*What to work on:* Where the listing below has a line with "Would you be able to point at the jacket", write out exactly that line and every line after it, stopping after the line with "Would you be able to point at the skier".

*Input records:*
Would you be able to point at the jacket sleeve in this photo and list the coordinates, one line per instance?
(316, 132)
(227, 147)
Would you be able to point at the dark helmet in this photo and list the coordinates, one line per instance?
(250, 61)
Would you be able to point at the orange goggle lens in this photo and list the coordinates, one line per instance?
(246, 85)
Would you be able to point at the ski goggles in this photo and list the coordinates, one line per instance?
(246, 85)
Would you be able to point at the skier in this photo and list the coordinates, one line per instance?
==
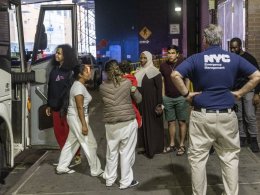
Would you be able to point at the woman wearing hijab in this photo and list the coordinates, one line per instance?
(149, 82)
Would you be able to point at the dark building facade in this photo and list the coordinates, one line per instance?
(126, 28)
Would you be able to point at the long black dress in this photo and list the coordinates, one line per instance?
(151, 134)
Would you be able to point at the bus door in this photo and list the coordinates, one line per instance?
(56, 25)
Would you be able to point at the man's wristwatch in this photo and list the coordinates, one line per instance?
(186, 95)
...
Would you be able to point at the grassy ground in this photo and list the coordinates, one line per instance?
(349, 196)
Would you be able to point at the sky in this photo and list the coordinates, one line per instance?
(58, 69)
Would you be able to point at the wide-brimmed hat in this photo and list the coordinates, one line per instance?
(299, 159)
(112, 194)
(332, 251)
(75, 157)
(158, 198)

*Problem solution:*
Would you be able to point at the jacket sleeve in this photo and list the coordinates, one line per instance?
(316, 132)
(227, 147)
Would you be able to point at the dark helmet in this photo and list the coordinates, one line per instance?
(250, 61)
Would you be able to point at the orange goggle lens in this photo and list the coordinates, one line per instance?
(246, 85)
Would you be able to point at the ski goggles in this photo and list the coordinates, one line per instance?
(246, 85)
Would you be able to point at the skier in this photo and list the coordinates, one line per instance?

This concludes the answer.